§ To do
Write out word for word the lines from the one holding "point: the beach, one" through the end of the data, and only those lines. Pictures stay out.

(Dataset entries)
——
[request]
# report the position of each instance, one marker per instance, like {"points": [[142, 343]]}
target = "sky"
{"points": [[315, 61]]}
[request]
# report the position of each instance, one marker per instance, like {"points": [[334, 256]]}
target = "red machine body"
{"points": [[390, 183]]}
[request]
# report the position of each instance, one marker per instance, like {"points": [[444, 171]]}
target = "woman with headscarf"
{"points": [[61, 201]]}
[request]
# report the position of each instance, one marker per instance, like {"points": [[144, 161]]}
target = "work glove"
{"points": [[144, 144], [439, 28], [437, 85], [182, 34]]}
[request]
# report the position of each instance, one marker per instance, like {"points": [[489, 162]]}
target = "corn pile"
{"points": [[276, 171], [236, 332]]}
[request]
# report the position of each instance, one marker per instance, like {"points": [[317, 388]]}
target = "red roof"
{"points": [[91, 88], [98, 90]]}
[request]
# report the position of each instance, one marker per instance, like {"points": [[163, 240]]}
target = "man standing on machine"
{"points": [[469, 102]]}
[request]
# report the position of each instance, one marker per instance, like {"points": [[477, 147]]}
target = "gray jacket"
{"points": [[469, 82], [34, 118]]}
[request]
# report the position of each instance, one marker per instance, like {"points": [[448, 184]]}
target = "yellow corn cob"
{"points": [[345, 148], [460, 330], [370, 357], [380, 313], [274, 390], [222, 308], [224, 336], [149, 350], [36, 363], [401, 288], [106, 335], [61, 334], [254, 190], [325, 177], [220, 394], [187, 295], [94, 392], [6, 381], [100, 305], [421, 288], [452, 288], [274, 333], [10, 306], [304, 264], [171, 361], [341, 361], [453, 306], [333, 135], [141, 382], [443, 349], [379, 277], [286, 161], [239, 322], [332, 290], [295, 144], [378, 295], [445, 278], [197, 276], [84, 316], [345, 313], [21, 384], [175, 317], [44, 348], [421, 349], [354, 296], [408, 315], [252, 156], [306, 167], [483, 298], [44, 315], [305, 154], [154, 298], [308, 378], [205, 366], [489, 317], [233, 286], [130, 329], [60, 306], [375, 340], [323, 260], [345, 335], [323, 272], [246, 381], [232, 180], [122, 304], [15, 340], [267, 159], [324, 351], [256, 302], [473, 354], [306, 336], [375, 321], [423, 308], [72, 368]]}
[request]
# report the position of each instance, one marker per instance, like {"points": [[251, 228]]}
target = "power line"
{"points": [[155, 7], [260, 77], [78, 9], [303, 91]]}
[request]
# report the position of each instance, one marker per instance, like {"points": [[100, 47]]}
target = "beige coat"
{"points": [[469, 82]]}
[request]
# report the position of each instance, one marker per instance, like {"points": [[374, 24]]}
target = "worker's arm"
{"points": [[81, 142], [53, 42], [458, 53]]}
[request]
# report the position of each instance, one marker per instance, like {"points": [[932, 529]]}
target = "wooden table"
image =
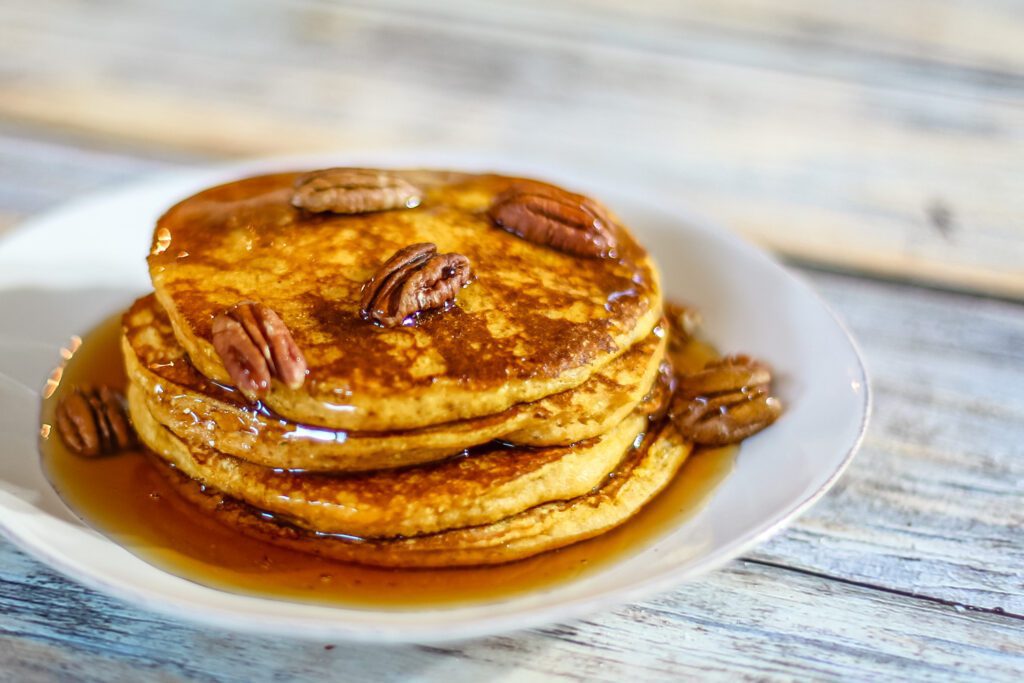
{"points": [[879, 145]]}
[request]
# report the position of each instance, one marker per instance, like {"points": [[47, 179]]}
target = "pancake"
{"points": [[207, 415], [535, 323], [484, 486], [644, 472]]}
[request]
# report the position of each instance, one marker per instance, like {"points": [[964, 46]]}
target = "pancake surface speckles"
{"points": [[640, 477], [482, 487], [204, 414], [535, 323]]}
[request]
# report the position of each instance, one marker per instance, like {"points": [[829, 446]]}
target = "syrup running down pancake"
{"points": [[537, 321], [202, 413]]}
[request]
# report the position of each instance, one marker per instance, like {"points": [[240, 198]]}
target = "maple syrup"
{"points": [[127, 499]]}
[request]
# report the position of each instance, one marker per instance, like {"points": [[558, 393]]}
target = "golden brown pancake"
{"points": [[535, 323], [206, 415], [640, 477], [481, 487]]}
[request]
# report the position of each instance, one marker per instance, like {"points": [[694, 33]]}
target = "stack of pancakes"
{"points": [[524, 417]]}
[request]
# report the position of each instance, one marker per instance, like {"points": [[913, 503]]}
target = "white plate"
{"points": [[65, 271]]}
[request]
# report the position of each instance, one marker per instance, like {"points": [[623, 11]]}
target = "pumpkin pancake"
{"points": [[205, 415], [535, 322], [481, 487], [642, 474]]}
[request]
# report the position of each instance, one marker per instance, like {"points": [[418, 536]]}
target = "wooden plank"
{"points": [[934, 503], [941, 469], [864, 151], [748, 622]]}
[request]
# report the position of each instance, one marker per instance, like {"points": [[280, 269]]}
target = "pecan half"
{"points": [[557, 218], [414, 280], [93, 422], [255, 345], [354, 190], [726, 401]]}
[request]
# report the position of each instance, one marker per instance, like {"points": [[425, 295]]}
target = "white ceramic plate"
{"points": [[64, 272]]}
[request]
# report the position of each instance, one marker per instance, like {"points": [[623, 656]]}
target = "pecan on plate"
{"points": [[353, 190], [255, 345], [726, 401], [93, 422], [557, 218], [414, 280]]}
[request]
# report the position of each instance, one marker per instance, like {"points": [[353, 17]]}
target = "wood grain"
{"points": [[879, 136], [748, 622], [911, 567], [885, 137]]}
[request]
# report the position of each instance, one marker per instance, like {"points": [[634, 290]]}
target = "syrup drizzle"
{"points": [[125, 498]]}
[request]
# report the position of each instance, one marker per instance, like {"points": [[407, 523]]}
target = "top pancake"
{"points": [[536, 321]]}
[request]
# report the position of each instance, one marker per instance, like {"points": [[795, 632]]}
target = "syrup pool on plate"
{"points": [[126, 498]]}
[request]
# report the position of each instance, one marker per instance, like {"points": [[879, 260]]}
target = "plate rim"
{"points": [[524, 616]]}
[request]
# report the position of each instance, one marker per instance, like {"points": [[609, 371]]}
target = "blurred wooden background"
{"points": [[879, 136], [871, 142]]}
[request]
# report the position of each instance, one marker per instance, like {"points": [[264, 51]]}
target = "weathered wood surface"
{"points": [[892, 130], [880, 136], [911, 567]]}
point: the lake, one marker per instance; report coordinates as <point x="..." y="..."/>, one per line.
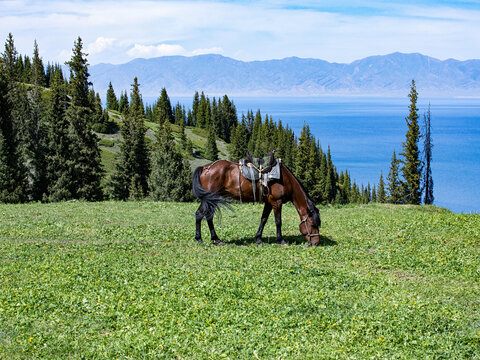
<point x="363" y="132"/>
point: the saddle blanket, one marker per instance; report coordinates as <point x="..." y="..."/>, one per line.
<point x="252" y="174"/>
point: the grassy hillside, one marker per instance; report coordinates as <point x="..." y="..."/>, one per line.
<point x="110" y="143"/>
<point x="126" y="280"/>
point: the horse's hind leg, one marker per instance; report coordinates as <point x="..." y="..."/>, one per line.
<point x="214" y="236"/>
<point x="198" y="222"/>
<point x="266" y="212"/>
<point x="277" y="211"/>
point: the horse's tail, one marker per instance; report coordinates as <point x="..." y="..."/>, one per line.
<point x="211" y="201"/>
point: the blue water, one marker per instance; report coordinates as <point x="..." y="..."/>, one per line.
<point x="363" y="132"/>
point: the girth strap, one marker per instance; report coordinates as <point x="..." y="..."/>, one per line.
<point x="250" y="169"/>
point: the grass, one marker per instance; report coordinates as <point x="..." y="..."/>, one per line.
<point x="127" y="280"/>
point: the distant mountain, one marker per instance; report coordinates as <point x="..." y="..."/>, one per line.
<point x="387" y="75"/>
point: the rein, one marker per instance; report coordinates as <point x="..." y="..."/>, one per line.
<point x="310" y="235"/>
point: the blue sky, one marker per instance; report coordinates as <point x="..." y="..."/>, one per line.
<point x="340" y="31"/>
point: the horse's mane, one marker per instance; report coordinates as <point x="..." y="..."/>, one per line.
<point x="310" y="204"/>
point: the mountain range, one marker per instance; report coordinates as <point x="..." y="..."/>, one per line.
<point x="382" y="75"/>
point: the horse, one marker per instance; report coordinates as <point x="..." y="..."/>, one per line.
<point x="213" y="183"/>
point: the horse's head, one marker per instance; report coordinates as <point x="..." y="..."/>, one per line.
<point x="310" y="224"/>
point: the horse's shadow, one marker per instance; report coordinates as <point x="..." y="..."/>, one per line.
<point x="290" y="240"/>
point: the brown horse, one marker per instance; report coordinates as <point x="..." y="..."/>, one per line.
<point x="215" y="181"/>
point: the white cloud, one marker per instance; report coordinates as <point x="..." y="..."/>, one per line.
<point x="248" y="31"/>
<point x="101" y="44"/>
<point x="148" y="51"/>
<point x="212" y="50"/>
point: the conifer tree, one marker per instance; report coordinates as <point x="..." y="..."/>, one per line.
<point x="38" y="71"/>
<point x="373" y="195"/>
<point x="412" y="169"/>
<point x="10" y="59"/>
<point x="239" y="142"/>
<point x="83" y="181"/>
<point x="203" y="112"/>
<point x="79" y="84"/>
<point x="211" y="149"/>
<point x="395" y="190"/>
<point x="132" y="170"/>
<point x="195" y="106"/>
<point x="381" y="195"/>
<point x="38" y="131"/>
<point x="59" y="155"/>
<point x="303" y="154"/>
<point x="179" y="114"/>
<point x="164" y="112"/>
<point x="112" y="101"/>
<point x="123" y="103"/>
<point x="427" y="154"/>
<point x="255" y="132"/>
<point x="13" y="175"/>
<point x="170" y="179"/>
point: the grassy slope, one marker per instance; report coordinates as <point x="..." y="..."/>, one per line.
<point x="197" y="136"/>
<point x="127" y="280"/>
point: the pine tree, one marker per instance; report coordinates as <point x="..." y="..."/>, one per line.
<point x="203" y="112"/>
<point x="303" y="154"/>
<point x="130" y="180"/>
<point x="112" y="102"/>
<point x="195" y="106"/>
<point x="79" y="76"/>
<point x="381" y="195"/>
<point x="10" y="59"/>
<point x="256" y="128"/>
<point x="239" y="142"/>
<point x="211" y="149"/>
<point x="412" y="169"/>
<point x="59" y="155"/>
<point x="123" y="105"/>
<point x="13" y="175"/>
<point x="85" y="160"/>
<point x="38" y="71"/>
<point x="38" y="132"/>
<point x="394" y="186"/>
<point x="84" y="169"/>
<point x="427" y="154"/>
<point x="170" y="179"/>
<point x="164" y="112"/>
<point x="373" y="195"/>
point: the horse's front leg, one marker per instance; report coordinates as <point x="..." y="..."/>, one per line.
<point x="277" y="211"/>
<point x="267" y="209"/>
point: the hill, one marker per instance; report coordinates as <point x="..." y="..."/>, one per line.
<point x="386" y="75"/>
<point x="127" y="280"/>
<point x="110" y="143"/>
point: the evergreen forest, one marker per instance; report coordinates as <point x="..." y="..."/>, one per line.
<point x="59" y="142"/>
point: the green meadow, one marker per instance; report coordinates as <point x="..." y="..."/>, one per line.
<point x="126" y="280"/>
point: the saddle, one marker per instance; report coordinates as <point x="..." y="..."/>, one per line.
<point x="256" y="172"/>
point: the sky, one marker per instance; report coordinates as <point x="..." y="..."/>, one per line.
<point x="337" y="31"/>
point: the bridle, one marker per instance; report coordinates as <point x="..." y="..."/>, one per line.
<point x="310" y="235"/>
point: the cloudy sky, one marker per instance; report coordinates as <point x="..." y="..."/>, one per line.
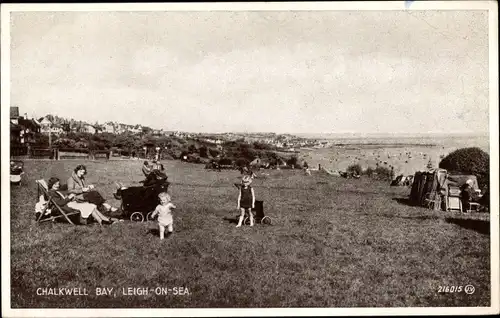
<point x="289" y="71"/>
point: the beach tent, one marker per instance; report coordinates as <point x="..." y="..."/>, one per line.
<point x="435" y="185"/>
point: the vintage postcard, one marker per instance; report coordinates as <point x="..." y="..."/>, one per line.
<point x="250" y="159"/>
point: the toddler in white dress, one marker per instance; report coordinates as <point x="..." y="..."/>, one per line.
<point x="164" y="212"/>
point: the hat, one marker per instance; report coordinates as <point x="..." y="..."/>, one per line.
<point x="246" y="180"/>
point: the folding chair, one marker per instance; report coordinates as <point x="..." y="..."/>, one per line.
<point x="473" y="207"/>
<point x="43" y="189"/>
<point x="454" y="201"/>
<point x="432" y="201"/>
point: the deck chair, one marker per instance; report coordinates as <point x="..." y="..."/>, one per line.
<point x="432" y="201"/>
<point x="454" y="201"/>
<point x="54" y="210"/>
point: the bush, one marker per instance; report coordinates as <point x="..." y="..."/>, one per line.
<point x="369" y="171"/>
<point x="355" y="169"/>
<point x="213" y="152"/>
<point x="225" y="162"/>
<point x="242" y="162"/>
<point x="470" y="161"/>
<point x="293" y="161"/>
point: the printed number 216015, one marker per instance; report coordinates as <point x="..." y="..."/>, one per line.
<point x="450" y="289"/>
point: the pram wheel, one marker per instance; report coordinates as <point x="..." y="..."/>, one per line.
<point x="149" y="217"/>
<point x="136" y="217"/>
<point x="246" y="220"/>
<point x="266" y="220"/>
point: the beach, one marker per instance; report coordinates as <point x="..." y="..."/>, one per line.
<point x="406" y="154"/>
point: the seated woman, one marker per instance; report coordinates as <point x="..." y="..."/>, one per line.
<point x="146" y="168"/>
<point x="86" y="209"/>
<point x="83" y="192"/>
<point x="468" y="194"/>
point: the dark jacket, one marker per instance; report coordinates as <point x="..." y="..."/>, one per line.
<point x="59" y="198"/>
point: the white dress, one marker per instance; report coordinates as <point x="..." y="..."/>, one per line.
<point x="85" y="208"/>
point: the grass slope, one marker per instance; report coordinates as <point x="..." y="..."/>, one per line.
<point x="334" y="243"/>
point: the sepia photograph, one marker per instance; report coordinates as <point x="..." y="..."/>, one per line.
<point x="272" y="159"/>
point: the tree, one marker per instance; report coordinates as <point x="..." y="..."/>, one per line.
<point x="471" y="160"/>
<point x="430" y="166"/>
<point x="203" y="152"/>
<point x="292" y="161"/>
<point x="192" y="148"/>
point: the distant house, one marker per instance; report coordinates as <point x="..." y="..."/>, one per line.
<point x="22" y="129"/>
<point x="109" y="128"/>
<point x="56" y="129"/>
<point x="45" y="125"/>
<point x="89" y="129"/>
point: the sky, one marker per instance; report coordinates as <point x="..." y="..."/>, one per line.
<point x="256" y="71"/>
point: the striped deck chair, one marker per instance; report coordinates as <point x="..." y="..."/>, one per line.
<point x="52" y="210"/>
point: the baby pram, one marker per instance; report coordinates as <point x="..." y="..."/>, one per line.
<point x="139" y="202"/>
<point x="258" y="213"/>
<point x="16" y="171"/>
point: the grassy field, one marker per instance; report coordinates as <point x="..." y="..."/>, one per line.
<point x="334" y="243"/>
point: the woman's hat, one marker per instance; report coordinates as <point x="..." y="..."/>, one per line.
<point x="246" y="180"/>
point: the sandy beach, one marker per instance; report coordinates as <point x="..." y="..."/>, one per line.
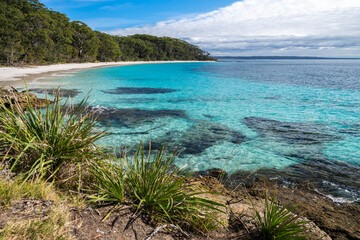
——
§ Written response
point: the beach, one marker per instance; report coordinates as <point x="..." y="..."/>, one per line.
<point x="406" y="154"/>
point: the seated woman, one marker per instance; report coordinates as <point x="..." y="..."/>, one per line.
<point x="146" y="168"/>
<point x="86" y="209"/>
<point x="83" y="192"/>
<point x="468" y="194"/>
point: the dark jacket, one marker per instance; report coordinates as <point x="..." y="..."/>, one per line.
<point x="59" y="198"/>
point: the white dress, one marker per instance; report coordinates as <point x="..." y="..."/>, one per line.
<point x="85" y="208"/>
point: the grass slope, one marker per instance; report coordinates as <point x="..." y="..."/>, one per line.
<point x="334" y="243"/>
point: the sepia photograph, one marker per instance; report coordinates as <point x="..." y="..."/>, one per line.
<point x="272" y="159"/>
point: the tree, one marker per instance; report coordinates as <point x="..." y="..."/>, one per line.
<point x="471" y="160"/>
<point x="430" y="166"/>
<point x="203" y="152"/>
<point x="292" y="161"/>
<point x="192" y="148"/>
point: the distant house, one marker per instance; report coordinates as <point x="..." y="..."/>, one per line.
<point x="22" y="129"/>
<point x="109" y="128"/>
<point x="56" y="129"/>
<point x="45" y="125"/>
<point x="89" y="129"/>
point: the sky, one marker per instance; report coordinates as <point x="..." y="..."/>, one per line.
<point x="256" y="71"/>
point: the striped deck chair, one marker per instance; report coordinates as <point x="..." y="..."/>, one per line.
<point x="52" y="210"/>
point: the baby pram, one marker per instance; report coordinates as <point x="..." y="..."/>, one per line.
<point x="139" y="202"/>
<point x="258" y="213"/>
<point x="16" y="171"/>
point: the grassy field, one marker per instance; report coordinates as <point x="..." y="..."/>, one per line.
<point x="334" y="243"/>
point: the woman's hat, one marker per instance; report coordinates as <point x="..." y="..."/>, one per line.
<point x="246" y="180"/>
point: the sandy beach, one marker per instance; report coordinates as <point x="..." y="..."/>, one per line.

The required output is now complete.